Aim 1:
Please duplicate the part of the heating vent conduit excerpt that opens with the words containing "FIG. 16 is a" and closes with "a heater unit.".

Excerpt:
• • •

SUMMARY OF THE INVENTION

The present invention provides a heating vent conduit with a heating unit.
In a first aspect, the present invention provides a heating vent conduit, comprising a vent boot having an inlet boot aperture and an outlet boot aperture for connecting to a vent outlet. The heating vent conduit also has a base plate and a housing cover fastened to the vent boot on a first extremity of the housing cover and an inlet panel on a second extremity of the housing cover. The heating vent conduit also has an interchangeable, independent heater unit secured on the base plate and located within the housing cover and a thermostat remotely connected to the heating vent conduit to enable control of the heater unit wherein the heating vent conduit is fitted onto an existing ventilation conduit to enable independent control of heat at a vent outlet.
In a second aspect, the present invention provides a heater unit comprising a heater housing, at least one ceramic mount fastened on the heater housing, at least one heating element secured within the at least one ceramic mount wherein the heater unit is installed in a heating vent conduit.

BRIEF DESCRIPTION OF THE DRAWINGS

The embodiments of the present invention will now be described by reference to the following figures. These figures are illustrative and are not intended to be limiting.

FIG. 1 is a perspective view of a heating vent conduit according to a first embodiment of the present invention;

FIG. 2 is a perspective view of a heating vent conduit without a housing cover or heater unit according to a first embodiment of the present invention;

FIG. 3 is a perspective view illustrative of a housing cover for a heating vent conduit according to a first embodiment of the present invention;

FIGS. 4 a and 4 b are perspective views illustrative of a heater unit for a heating vent conduit according to a first embodiment of the present invention;

FIG. 4 c is a perspective view illustrative of a variant of a heater unit for a heating vent conduit according to a first embodiment of the present invention;

FIG. 4 d is a perspective view of a heater unit and structural member for a heating vent conduit according to a first embodiment of the present invention;

FIG. 5 is a perspective view illustrative of a heating vent conduit with an installed heater unit and without a housing cover according to a first embodiment of the present invention;

FIG. 6 a is a perspective view illustrative of a heating vent conduit with an installed heater unit and without a housing cover or base plate according to a first embodiment of the present invention;

FIG. 6 b is a side view of a heating vent conduit without a housing cover according to a first embodiment of the present invention;

FIG. 7 is a perspective view of a vent boot according to a first embodiment of the present invention;

FIG. 8 is a cross-sectional side view illustrative of a heating vent conduit complete with accompanying wiring according to a first embodiment of the present invention;

FIG. 9 is a top view illustrative of a heating vent conduit complete with accompanying wiring according to a first embodiment of the present invention;

FIG. 10 is a perspective view of a room with an installed heating vent conduit, connected to both a blower and thermostat according to a first embodiment of the present invention;

FIG. 11 is a perspective view illustrative of a heating vent conduit according to a second embodiment of the present invention;

FIG. 12 is a lower perspective view illustrative of a heating vent conduit according to a third embodiment of the present invention;

FIG. 13 is an upper perspective view illustrative of a heating vent conduit according to a third embodiment of the present invention;

FIG. 14 is a perspective view illustrative of a heating vent conduit without the front panel according to a third embodiment of the present invention;

FIG. 15 is a first perspective view illustrative of a heater unit for a heating vent conduit according to a second embodiment of the present invention for a heater unit; and

FIG. 16 is a second perspective view illustrative of a heater unit for a heating vent conduit according to a second embodiment of the present invention for a heater unit.

• • •

Material for this exercise:
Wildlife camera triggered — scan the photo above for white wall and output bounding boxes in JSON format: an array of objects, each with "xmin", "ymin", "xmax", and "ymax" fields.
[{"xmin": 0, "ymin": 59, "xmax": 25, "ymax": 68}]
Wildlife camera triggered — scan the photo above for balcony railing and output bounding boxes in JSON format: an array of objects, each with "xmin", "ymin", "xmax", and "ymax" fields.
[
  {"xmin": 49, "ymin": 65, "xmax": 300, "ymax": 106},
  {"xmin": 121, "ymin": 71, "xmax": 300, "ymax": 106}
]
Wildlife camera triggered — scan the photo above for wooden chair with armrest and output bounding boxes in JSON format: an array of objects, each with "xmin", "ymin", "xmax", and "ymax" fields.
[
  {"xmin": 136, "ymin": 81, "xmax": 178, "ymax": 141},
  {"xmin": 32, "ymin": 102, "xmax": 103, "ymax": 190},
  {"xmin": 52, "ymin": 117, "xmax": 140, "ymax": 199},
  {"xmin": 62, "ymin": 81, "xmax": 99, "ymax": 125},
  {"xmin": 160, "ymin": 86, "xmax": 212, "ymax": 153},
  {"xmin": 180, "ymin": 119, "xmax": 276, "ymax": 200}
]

• • •

Aim 2:
Rewrite all three entries with "scan" changed to "search" and every other word left as it stands.

Answer 1:
FIG. 16 is a second perspective view illustrative of a heater unit for a heating vent conduit according to a second embodiment of the present invention for a heater unit.

Answer 2:
Wildlife camera triggered — search the photo above for white wall and output bounding boxes in JSON format: an array of objects, each with "xmin", "ymin", "xmax", and "ymax" fields.
[{"xmin": 0, "ymin": 59, "xmax": 25, "ymax": 68}]
Wildlife camera triggered — search the photo above for balcony railing and output bounding boxes in JSON format: an array of objects, each with "xmin", "ymin", "xmax", and "ymax" fields.
[
  {"xmin": 49, "ymin": 65, "xmax": 300, "ymax": 106},
  {"xmin": 121, "ymin": 71, "xmax": 300, "ymax": 106}
]
Wildlife camera triggered — search the photo above for wooden chair with armrest and output bounding boxes in JSON format: an array of objects, each with "xmin", "ymin", "xmax", and "ymax" fields.
[
  {"xmin": 136, "ymin": 81, "xmax": 178, "ymax": 141},
  {"xmin": 32, "ymin": 102, "xmax": 103, "ymax": 190},
  {"xmin": 52, "ymin": 117, "xmax": 140, "ymax": 199},
  {"xmin": 62, "ymin": 81, "xmax": 99, "ymax": 125},
  {"xmin": 160, "ymin": 86, "xmax": 212, "ymax": 153},
  {"xmin": 180, "ymin": 119, "xmax": 276, "ymax": 200}
]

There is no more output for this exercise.